(begin)

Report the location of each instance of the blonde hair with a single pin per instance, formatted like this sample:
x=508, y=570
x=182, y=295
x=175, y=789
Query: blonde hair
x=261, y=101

(end)

→ **Short problem**: Reproduce the data above verbatim, every line unchanged.

→ **The answer**:
Report the location of each instance of the blonde hair with a single pin per instance, formatted like this sample:
x=508, y=570
x=182, y=295
x=175, y=789
Query: blonde hair
x=261, y=101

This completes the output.